(Information supplied Opens)

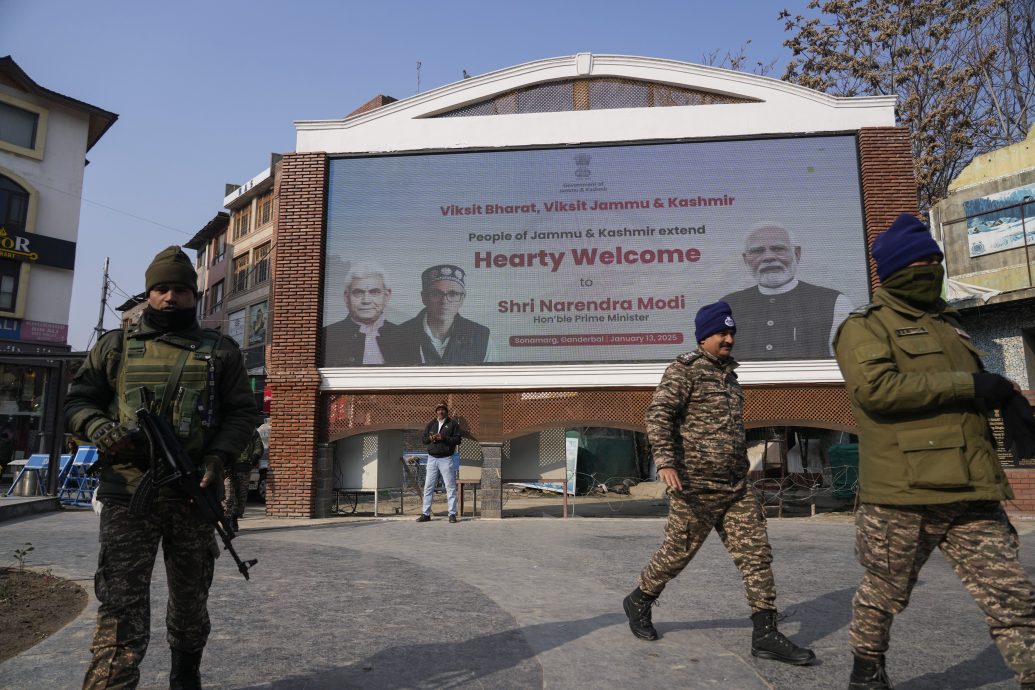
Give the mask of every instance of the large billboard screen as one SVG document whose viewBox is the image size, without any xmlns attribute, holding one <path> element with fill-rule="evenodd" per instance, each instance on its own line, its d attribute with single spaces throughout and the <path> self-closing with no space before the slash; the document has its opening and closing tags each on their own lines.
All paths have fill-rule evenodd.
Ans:
<svg viewBox="0 0 1035 690">
<path fill-rule="evenodd" d="M 333 159 L 323 364 L 825 359 L 864 237 L 852 136 Z"/>
</svg>

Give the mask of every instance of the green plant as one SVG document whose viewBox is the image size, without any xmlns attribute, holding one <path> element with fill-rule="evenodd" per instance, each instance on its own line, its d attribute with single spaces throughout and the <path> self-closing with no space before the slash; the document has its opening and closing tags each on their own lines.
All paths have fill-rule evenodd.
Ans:
<svg viewBox="0 0 1035 690">
<path fill-rule="evenodd" d="M 18 567 L 22 570 L 25 569 L 25 557 L 29 555 L 30 551 L 34 551 L 36 547 L 31 542 L 25 542 L 22 546 L 14 550 L 14 559 L 18 561 Z"/>
</svg>

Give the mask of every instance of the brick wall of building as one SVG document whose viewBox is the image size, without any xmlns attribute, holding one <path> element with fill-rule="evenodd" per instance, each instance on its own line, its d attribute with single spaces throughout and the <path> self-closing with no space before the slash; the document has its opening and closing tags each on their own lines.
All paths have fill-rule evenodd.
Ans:
<svg viewBox="0 0 1035 690">
<path fill-rule="evenodd" d="M 316 444 L 324 427 L 316 369 L 323 296 L 327 156 L 287 154 L 275 197 L 272 312 L 267 383 L 270 418 L 266 514 L 315 517 Z"/>
</svg>

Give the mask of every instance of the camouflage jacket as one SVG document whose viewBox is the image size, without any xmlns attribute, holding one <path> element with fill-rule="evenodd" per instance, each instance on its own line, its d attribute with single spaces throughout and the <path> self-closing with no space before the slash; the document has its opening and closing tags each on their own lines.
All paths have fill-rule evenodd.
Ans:
<svg viewBox="0 0 1035 690">
<path fill-rule="evenodd" d="M 980 352 L 956 312 L 918 309 L 882 288 L 834 339 L 859 427 L 866 503 L 1001 501 L 1013 491 L 988 409 L 974 396 Z"/>
<path fill-rule="evenodd" d="M 142 321 L 125 335 L 125 339 L 161 341 L 167 345 L 194 350 L 201 344 L 204 335 L 205 332 L 197 325 L 184 331 L 162 334 Z M 105 424 L 119 420 L 118 388 L 119 372 L 124 361 L 123 336 L 121 330 L 102 335 L 72 379 L 65 398 L 65 417 L 72 433 L 90 438 Z M 212 353 L 214 414 L 212 422 L 201 432 L 200 447 L 192 454 L 192 459 L 200 464 L 205 455 L 218 454 L 222 456 L 224 465 L 228 465 L 248 444 L 259 415 L 240 349 L 230 338 L 218 334 L 216 337 L 218 342 Z M 204 395 L 201 399 L 207 400 L 209 396 Z M 131 450 L 104 460 L 98 496 L 128 500 L 148 469 L 145 450 L 140 448 L 140 444 L 134 444 Z M 175 490 L 163 487 L 161 495 L 175 495 Z"/>
<path fill-rule="evenodd" d="M 736 366 L 701 350 L 668 366 L 646 416 L 658 469 L 674 468 L 690 483 L 734 483 L 747 475 L 744 391 Z"/>
</svg>

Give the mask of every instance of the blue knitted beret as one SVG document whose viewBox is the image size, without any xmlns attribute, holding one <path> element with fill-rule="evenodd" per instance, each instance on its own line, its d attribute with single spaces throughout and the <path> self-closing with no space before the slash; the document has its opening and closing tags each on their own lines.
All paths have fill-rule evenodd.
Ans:
<svg viewBox="0 0 1035 690">
<path fill-rule="evenodd" d="M 910 213 L 903 213 L 877 235 L 871 253 L 882 282 L 914 261 L 934 254 L 944 257 L 931 231 Z"/>
<path fill-rule="evenodd" d="M 722 301 L 707 304 L 698 309 L 697 316 L 694 317 L 694 326 L 696 326 L 694 337 L 697 342 L 701 342 L 719 331 L 737 332 L 737 323 L 733 320 L 733 310 L 730 309 L 730 305 Z"/>
</svg>

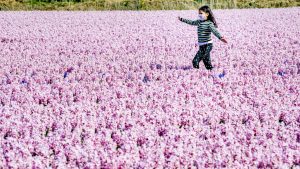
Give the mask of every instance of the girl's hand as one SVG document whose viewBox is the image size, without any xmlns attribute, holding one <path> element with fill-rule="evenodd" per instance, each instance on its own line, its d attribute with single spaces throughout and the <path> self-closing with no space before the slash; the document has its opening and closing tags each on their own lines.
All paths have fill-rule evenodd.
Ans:
<svg viewBox="0 0 300 169">
<path fill-rule="evenodd" d="M 227 43 L 227 40 L 224 37 L 221 38 L 221 41 Z"/>
<path fill-rule="evenodd" d="M 181 21 L 181 20 L 182 20 L 182 18 L 180 18 L 180 17 L 178 16 L 178 20 L 180 20 L 180 21 Z"/>
</svg>

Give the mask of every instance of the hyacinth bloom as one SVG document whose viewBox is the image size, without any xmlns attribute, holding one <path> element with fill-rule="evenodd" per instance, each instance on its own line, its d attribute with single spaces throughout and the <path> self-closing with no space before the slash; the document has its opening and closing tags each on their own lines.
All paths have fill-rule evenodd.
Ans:
<svg viewBox="0 0 300 169">
<path fill-rule="evenodd" d="M 0 12 L 0 168 L 299 167 L 299 11 Z"/>
</svg>

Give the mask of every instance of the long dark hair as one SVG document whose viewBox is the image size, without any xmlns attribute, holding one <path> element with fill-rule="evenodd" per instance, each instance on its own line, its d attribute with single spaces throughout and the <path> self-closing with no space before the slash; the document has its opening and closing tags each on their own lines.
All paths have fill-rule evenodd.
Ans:
<svg viewBox="0 0 300 169">
<path fill-rule="evenodd" d="M 199 11 L 200 10 L 209 14 L 207 17 L 207 20 L 210 20 L 212 23 L 214 23 L 215 27 L 217 28 L 218 25 L 217 25 L 216 19 L 214 17 L 214 14 L 212 13 L 211 9 L 209 8 L 209 6 L 207 6 L 207 5 L 201 6 L 199 8 Z"/>
</svg>

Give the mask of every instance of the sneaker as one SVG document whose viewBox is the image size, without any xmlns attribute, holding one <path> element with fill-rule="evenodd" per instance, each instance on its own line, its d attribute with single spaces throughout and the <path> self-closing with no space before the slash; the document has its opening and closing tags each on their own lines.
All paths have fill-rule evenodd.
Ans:
<svg viewBox="0 0 300 169">
<path fill-rule="evenodd" d="M 199 69 L 199 65 L 193 65 L 195 69 Z"/>
</svg>

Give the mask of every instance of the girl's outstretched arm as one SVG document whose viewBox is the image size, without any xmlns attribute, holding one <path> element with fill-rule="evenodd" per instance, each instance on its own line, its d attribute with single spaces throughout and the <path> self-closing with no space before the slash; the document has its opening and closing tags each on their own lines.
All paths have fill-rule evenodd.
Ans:
<svg viewBox="0 0 300 169">
<path fill-rule="evenodd" d="M 220 34 L 220 32 L 216 29 L 216 27 L 214 26 L 213 23 L 209 24 L 209 29 L 211 30 L 211 32 L 218 38 L 221 39 L 222 35 Z"/>
<path fill-rule="evenodd" d="M 184 23 L 187 23 L 189 25 L 198 25 L 200 23 L 200 20 L 195 20 L 195 21 L 191 21 L 191 20 L 188 20 L 188 19 L 183 19 L 181 17 L 178 17 L 178 19 L 181 21 L 181 22 L 184 22 Z"/>
<path fill-rule="evenodd" d="M 227 41 L 225 40 L 225 38 L 220 34 L 220 32 L 216 29 L 216 27 L 214 26 L 213 23 L 209 24 L 209 29 L 211 30 L 211 32 L 218 38 L 220 39 L 222 42 L 227 43 Z"/>
</svg>

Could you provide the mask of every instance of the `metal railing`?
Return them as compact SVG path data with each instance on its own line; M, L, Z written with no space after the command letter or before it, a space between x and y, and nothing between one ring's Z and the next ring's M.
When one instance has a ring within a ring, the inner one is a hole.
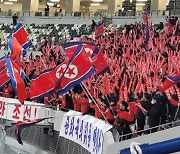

(Information supplied Closes)

**What to do:** A line belongs in the answer if it contains the word "ring"; please copy each such line from the material.

**Answer section:**
Return them as compact SVG path data with each instance on its own line; M, L, Z written with no space after the command letter or before it, a space between x and y, and nothing between one ring's Z and the next ring's M.
When one instance has a ring within a ring, the inner one is a hole.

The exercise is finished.